# CONSIGNES DE TRAVAIL
- a) Dressez la liste de tous les auteurs d'articles nommés dans la note de lecture.
- b) Extrayez de la note de lecture le passage qui va de "Ethnologie française n°" jusqu'à "à l’enquête ouvrière." inclus.
- c) D'après la note de lecture, par qui la revue Ethnologie française est-elle éditée ?

# EXTRAIT FOURNI
---+---

Praxis n°4 – décembre 2001

 

Note de lecture

Ethnologie française n° 31

ACTUALITE DE L’ENQUETE OUVRIERE

 

articles de Sylvain Lazarus, Laure Pitti,Myriam Hidouci & Laurence Kundid , Anne Duhin, Samia Moucharik...

 

Tous ceux qui ont trouvé un intérêt au dossier du dernier numéro de Praxis sur l’enquête auront à coeur de chercher à se procurer le dernier numéro de la revue Ethnologie française (éditée par les PUF), consacré à l’enquête ouvrière.

Le dossier est introduit par Sylvain Lazarus avec l’article «Anthropologie ouvrière et enquêtes d’usine : état des lieux et problématique».  Il y expose les méthodes d’enquête et d’analyse des entretiens élaborées à partir des années 1980 et de l’étude des grèves des OS de l’automobile. Le développement le plus intéressant concerne la définition de la catégorie du «possible» comme celle au travers de laquelle se constitue la pensée. Pour Lazarus il s’agit de «repérer et d’analyser des prescriptions, des pensées qui ne relèvent pas de la répétition, de la récurrence ou de la loi, mais bien du nouveau et de la rupture». Il se démarque nettement de la pensée historienne traditionnelle, avec laquelle la catégorie de présent est selon lui «impensable». Pour Lazarus l’intérêt est d’étudier la «prescription», «intellectualité dont le régime propre est celui du possible».

---+---

# LIGNES FOURNIES
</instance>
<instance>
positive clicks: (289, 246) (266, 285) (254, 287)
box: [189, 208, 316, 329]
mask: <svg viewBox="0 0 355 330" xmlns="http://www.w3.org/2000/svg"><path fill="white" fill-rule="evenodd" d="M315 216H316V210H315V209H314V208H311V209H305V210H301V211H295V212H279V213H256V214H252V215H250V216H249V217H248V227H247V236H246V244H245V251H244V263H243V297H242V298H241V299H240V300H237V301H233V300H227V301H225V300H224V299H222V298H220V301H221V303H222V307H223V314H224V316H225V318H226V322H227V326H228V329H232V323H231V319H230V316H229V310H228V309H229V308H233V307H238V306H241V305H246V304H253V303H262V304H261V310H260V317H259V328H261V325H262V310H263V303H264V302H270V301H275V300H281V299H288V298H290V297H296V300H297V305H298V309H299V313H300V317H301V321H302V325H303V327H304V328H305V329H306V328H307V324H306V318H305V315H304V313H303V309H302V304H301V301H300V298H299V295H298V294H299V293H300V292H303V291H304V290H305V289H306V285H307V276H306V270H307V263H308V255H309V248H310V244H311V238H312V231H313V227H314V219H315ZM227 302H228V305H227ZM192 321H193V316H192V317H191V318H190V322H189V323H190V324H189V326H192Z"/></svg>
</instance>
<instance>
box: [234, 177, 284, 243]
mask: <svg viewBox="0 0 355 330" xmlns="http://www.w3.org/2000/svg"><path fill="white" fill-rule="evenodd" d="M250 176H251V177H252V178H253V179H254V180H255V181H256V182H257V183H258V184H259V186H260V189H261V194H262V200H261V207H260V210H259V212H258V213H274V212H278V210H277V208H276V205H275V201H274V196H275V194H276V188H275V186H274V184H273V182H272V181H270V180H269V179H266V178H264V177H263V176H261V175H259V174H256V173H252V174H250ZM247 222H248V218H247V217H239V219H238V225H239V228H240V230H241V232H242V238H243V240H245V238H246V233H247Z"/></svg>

---+---

# RÉPONSES FOURNIES
- a) Sylvain Lazarus, Laure Pitti, Myriam Hidouci, Laurence Kundid, Anne Duhin, Samia Moucharik

- b)
Ethnologie française n° 31

ACTUALITE DE L’ENQUETE OUVRIERE

 

articles de Sylvain Lazarus, Laure Pitti,Myriam Hidouci & Laurence Kundid , Anne Duhin, Samia Moucharik...

 

Tous ceux qui ont trouvé un intérêt au dossier du dernier numéro de Praxis sur l’enquête auront à coeur de chercher à se procurer le dernier numéro de la revue Ethnologie française (éditée par les PUF), consacré à l’enquête ouvrière.

- c) Elle est éditée par les PUF.